(Page excerpt Opens)
Gabane-Mmankgodi Member of Parliament Kagiso Mmusi, who is also the Minister of Justice looks set to retain his place as ruling party, Botswana democratic Party (BDP) parliamentary candidate for the constituency after his team triumphed at the party’s branch congress held recently.

Mmusi’s team, as expected sailed through by claiming all executive positions of chairperson, secretary, treasurer, vice chairman, and vice treasurer.

Despite reports doing rounds that Mmusi’s team was defeated, the victorious chairperson of the Women Wing branch, Pinkie Mmusi confirmed that they stand with the area Member of Parliament.

For the position of branch chairperson, Baby Chalengwa defeated Tshepo Thobega with 51 votes to 44 votes. On the other hand the branch chairperson, Chalegwa also confirmed their solidarity with the area Member of Parliament.

The anti-Mmusi’s camp has been working hard to prepare for his dethronement in the run-up to the 2024 general election, but it appears the Minister of Justice is holding his ground and will be a tough opponent to dispose at the party primary elections.

Since Minister Mmusi’s name is regularly linked with the Vice Presidency for the future, some within the party use this against him to label him as a power hungry politician. However, Mmusi’s supporters have pointed out that the MP has never spoken on the subject and is only focused on delivering as a legislator and Minister.
(Page excerpt Closes)
(Source information Opens)
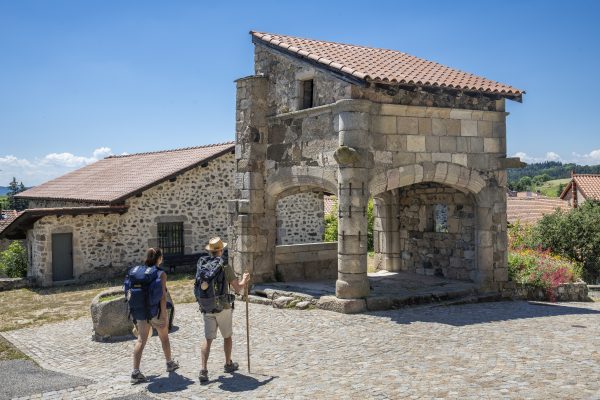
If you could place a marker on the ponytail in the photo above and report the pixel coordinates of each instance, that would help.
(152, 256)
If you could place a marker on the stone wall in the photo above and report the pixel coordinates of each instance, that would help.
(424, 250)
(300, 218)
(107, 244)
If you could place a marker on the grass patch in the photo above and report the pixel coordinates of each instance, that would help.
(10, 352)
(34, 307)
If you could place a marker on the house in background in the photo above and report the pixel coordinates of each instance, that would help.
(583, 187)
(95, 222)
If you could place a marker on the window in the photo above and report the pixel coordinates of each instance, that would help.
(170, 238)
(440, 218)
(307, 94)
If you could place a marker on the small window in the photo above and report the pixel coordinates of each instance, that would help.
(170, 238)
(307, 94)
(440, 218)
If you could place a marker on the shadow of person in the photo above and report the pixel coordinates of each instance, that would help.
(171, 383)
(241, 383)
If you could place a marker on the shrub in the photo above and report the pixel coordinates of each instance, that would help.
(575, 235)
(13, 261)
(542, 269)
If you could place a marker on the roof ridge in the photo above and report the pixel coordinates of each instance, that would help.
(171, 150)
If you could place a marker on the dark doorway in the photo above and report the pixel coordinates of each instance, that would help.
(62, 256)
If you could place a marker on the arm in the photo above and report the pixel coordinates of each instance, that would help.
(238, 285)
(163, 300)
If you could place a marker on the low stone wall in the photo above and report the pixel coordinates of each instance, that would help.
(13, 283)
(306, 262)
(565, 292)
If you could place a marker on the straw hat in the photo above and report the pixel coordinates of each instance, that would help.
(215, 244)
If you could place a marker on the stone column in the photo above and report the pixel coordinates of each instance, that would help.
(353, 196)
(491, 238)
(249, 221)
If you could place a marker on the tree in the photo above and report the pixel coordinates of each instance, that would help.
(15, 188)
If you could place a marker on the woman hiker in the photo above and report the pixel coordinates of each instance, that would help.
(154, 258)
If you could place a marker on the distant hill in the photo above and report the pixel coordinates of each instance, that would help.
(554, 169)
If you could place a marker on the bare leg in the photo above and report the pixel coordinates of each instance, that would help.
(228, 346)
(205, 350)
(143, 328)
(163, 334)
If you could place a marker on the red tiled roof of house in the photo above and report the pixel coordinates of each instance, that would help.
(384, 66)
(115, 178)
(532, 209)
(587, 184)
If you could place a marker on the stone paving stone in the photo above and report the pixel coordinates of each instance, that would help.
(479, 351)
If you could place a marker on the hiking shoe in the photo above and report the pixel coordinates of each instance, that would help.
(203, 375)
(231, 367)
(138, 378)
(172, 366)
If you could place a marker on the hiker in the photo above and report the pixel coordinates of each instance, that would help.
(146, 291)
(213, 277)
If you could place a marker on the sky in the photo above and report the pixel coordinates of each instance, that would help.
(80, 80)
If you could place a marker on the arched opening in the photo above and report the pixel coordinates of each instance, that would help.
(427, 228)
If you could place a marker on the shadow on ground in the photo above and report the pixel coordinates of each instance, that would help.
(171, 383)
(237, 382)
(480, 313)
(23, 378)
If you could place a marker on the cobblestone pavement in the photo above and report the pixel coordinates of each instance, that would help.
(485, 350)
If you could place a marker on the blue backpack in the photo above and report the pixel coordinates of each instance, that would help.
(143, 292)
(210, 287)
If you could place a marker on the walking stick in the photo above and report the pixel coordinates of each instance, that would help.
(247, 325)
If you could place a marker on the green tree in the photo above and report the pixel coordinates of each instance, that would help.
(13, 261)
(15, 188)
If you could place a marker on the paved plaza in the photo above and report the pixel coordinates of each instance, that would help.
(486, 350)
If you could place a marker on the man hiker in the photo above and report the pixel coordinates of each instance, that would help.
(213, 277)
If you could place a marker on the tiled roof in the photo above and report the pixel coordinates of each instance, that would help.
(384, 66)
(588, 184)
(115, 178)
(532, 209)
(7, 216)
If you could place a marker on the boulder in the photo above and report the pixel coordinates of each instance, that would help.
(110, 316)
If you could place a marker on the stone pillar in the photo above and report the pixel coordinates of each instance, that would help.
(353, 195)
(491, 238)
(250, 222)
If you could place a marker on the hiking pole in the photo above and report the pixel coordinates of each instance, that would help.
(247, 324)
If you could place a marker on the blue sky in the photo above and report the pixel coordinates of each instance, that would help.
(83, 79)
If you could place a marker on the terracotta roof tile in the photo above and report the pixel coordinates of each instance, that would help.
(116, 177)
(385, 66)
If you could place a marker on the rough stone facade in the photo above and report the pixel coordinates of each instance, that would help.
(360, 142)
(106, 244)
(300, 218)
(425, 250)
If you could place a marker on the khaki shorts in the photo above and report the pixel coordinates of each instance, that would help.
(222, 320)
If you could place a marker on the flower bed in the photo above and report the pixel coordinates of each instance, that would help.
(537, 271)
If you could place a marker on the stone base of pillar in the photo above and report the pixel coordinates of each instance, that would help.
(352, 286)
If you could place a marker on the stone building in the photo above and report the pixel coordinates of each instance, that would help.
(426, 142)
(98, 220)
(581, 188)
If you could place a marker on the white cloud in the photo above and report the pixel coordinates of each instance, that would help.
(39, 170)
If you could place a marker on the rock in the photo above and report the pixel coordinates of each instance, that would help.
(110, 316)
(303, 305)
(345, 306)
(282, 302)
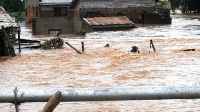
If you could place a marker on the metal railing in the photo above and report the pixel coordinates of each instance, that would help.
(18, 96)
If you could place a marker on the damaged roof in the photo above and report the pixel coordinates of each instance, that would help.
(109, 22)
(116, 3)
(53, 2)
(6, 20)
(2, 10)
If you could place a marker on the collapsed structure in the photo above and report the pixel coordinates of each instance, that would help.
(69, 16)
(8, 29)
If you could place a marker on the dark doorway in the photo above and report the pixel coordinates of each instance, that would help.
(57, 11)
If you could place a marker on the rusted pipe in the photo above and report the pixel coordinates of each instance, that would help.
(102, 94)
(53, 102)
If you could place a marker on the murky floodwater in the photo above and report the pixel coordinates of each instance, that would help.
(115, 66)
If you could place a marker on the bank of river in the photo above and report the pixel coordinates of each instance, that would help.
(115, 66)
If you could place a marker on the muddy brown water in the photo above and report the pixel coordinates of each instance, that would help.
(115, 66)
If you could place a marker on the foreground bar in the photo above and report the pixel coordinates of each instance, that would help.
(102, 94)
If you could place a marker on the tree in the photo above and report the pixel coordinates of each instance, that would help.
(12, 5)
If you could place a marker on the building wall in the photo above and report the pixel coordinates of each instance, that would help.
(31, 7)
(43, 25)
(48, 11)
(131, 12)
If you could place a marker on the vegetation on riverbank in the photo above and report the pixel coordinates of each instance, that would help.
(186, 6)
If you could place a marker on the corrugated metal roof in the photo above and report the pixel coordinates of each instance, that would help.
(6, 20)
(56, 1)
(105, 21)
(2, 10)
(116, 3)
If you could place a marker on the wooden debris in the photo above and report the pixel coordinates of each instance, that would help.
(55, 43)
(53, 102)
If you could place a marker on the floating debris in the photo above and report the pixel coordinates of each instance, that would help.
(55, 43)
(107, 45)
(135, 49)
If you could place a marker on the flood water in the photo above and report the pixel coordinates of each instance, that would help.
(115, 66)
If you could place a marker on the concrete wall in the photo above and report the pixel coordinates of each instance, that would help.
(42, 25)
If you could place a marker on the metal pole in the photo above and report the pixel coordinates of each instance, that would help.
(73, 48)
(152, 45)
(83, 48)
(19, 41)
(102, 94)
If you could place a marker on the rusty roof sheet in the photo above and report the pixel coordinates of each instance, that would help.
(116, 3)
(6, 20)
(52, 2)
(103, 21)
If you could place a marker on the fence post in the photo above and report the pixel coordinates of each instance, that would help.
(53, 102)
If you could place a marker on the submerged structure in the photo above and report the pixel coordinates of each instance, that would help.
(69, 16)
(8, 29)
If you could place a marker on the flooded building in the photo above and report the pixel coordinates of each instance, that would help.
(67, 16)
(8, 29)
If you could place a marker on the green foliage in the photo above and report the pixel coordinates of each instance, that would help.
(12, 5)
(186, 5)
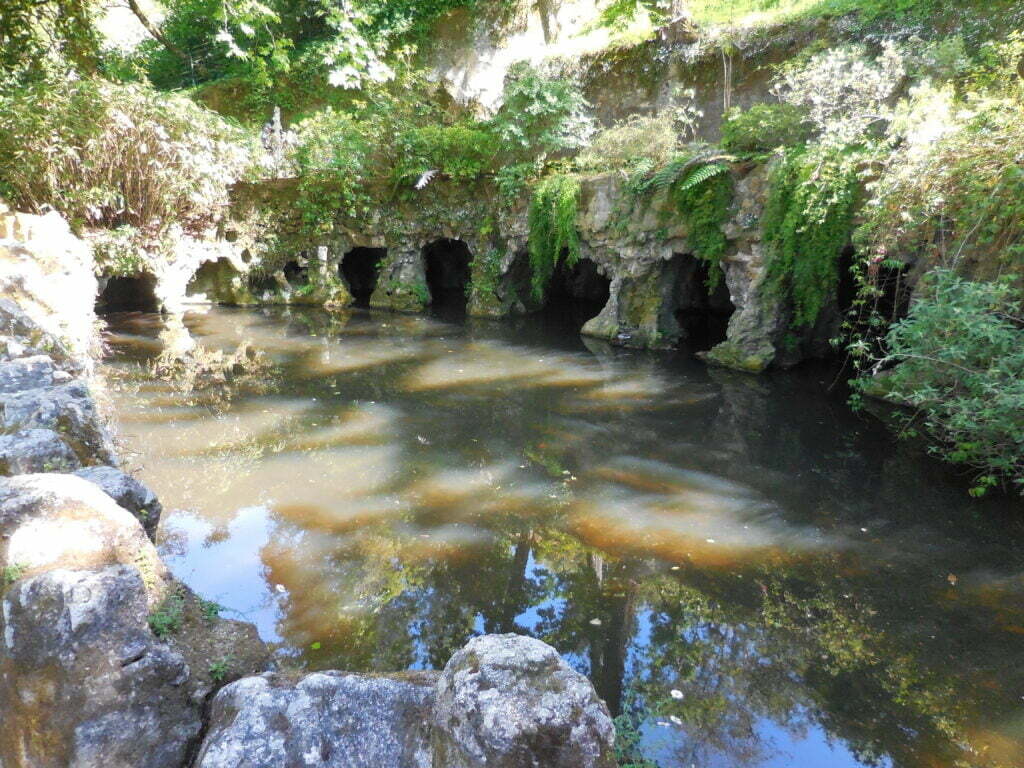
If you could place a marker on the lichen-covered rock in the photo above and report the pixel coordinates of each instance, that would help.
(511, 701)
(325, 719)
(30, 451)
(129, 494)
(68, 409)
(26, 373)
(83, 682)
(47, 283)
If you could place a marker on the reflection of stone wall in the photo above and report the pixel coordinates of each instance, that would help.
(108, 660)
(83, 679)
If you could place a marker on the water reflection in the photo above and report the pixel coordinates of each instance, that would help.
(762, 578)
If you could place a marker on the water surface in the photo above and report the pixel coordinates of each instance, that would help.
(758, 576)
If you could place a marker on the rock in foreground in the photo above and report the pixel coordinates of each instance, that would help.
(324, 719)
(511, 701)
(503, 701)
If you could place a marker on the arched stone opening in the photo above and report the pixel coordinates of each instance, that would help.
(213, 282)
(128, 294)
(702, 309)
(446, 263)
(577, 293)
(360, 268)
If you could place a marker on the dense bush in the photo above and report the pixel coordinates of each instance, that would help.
(Source information Closes)
(Source information Opens)
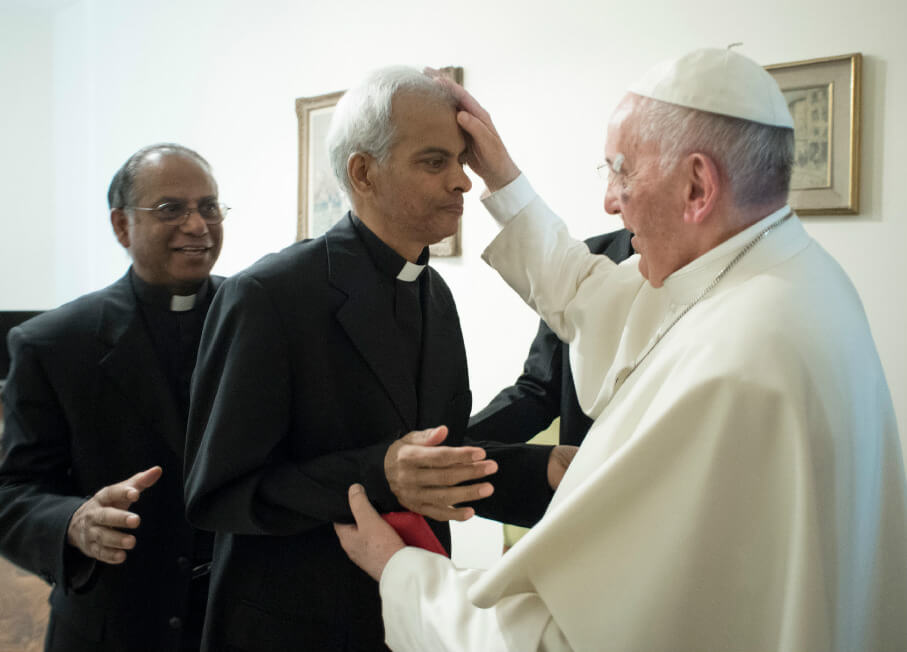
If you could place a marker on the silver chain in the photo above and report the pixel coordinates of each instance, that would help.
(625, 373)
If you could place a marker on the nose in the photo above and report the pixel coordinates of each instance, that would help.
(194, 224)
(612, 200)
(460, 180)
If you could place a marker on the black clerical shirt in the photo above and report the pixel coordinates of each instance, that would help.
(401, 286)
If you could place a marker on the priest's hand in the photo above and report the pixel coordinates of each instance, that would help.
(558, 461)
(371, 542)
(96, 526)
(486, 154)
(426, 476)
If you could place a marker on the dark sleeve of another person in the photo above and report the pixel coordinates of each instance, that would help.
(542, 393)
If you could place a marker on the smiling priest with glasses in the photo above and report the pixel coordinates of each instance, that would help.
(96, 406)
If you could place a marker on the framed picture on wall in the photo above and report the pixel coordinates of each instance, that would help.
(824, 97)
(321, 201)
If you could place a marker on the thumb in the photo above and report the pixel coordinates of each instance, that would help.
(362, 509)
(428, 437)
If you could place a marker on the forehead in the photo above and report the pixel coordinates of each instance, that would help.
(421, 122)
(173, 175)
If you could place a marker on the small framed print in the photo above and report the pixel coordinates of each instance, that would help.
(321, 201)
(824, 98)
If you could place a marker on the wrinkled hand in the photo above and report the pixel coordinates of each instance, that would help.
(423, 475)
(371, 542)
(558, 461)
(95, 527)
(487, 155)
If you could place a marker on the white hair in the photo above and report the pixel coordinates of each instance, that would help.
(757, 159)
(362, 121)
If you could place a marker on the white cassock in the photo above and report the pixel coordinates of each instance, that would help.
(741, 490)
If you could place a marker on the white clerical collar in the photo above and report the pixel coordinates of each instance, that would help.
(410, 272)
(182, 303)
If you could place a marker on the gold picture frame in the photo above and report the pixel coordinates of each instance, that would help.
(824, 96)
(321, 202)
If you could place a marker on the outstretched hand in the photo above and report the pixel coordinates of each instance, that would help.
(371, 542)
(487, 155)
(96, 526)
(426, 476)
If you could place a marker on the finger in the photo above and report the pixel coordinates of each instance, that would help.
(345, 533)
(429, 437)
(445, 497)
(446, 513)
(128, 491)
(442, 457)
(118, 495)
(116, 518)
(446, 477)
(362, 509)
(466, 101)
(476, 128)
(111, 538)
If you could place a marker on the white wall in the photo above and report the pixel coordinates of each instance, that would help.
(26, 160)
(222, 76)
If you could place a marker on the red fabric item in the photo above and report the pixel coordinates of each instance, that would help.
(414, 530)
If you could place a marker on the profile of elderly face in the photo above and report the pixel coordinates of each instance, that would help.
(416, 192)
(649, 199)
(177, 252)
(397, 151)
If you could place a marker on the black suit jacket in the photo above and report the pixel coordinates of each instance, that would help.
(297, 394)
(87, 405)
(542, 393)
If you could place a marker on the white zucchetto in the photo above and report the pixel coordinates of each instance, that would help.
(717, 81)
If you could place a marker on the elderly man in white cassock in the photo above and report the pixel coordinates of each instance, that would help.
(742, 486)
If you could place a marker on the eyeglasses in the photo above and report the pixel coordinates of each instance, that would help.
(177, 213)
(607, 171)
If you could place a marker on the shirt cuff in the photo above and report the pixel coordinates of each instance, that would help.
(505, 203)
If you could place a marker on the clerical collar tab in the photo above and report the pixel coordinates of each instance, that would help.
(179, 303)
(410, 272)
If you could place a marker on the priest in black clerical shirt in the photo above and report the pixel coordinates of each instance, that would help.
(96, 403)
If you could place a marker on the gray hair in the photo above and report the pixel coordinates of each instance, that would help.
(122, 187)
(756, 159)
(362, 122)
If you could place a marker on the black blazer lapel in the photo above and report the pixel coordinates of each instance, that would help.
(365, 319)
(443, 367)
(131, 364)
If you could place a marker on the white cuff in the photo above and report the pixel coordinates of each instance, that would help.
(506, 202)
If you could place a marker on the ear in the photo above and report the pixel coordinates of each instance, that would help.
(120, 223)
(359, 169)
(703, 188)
(Source information Closes)
(Source information Opens)
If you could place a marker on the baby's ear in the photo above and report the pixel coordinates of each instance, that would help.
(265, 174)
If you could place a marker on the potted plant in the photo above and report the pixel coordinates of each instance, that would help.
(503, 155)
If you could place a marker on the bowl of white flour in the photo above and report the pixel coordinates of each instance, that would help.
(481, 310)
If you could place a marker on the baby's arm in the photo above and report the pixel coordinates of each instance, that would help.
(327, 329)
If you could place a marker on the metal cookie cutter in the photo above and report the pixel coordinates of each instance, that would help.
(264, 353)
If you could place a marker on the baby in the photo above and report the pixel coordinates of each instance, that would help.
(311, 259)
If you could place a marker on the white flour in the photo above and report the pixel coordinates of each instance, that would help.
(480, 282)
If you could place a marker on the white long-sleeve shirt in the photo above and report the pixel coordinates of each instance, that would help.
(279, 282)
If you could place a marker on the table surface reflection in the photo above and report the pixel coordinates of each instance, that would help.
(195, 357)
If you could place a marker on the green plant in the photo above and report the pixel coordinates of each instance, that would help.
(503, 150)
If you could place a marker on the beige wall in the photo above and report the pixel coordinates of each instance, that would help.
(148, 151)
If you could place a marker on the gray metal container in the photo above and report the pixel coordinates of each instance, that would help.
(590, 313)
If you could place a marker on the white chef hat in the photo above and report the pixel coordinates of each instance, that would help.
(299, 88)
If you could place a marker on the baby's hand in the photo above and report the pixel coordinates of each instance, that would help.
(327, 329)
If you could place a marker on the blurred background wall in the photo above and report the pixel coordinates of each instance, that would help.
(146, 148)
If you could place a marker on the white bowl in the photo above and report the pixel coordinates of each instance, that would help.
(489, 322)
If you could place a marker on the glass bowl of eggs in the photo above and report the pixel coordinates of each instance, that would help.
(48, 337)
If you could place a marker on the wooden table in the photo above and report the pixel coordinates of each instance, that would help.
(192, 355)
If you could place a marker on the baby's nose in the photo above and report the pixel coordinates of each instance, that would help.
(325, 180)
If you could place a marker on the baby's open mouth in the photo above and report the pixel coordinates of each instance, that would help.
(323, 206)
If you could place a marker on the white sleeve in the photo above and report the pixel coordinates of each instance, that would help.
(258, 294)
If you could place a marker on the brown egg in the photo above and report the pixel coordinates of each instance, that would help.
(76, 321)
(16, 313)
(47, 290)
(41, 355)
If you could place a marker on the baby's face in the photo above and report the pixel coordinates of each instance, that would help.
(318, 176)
(Source information Closes)
### What this task involves
Answer these questions about the Gabane-Mmankgodi branch congress report:
(a) What ministerial post does Kagiso Mmusi hold?
(b) What was the vote count in the contest for branch chairperson?
(c) Who won the position of chairperson of the Women Wing branch?

### Solution below
(a) Minister of Justice
(b) 51 votes to 44 votes
(c) Pinkie Mmusi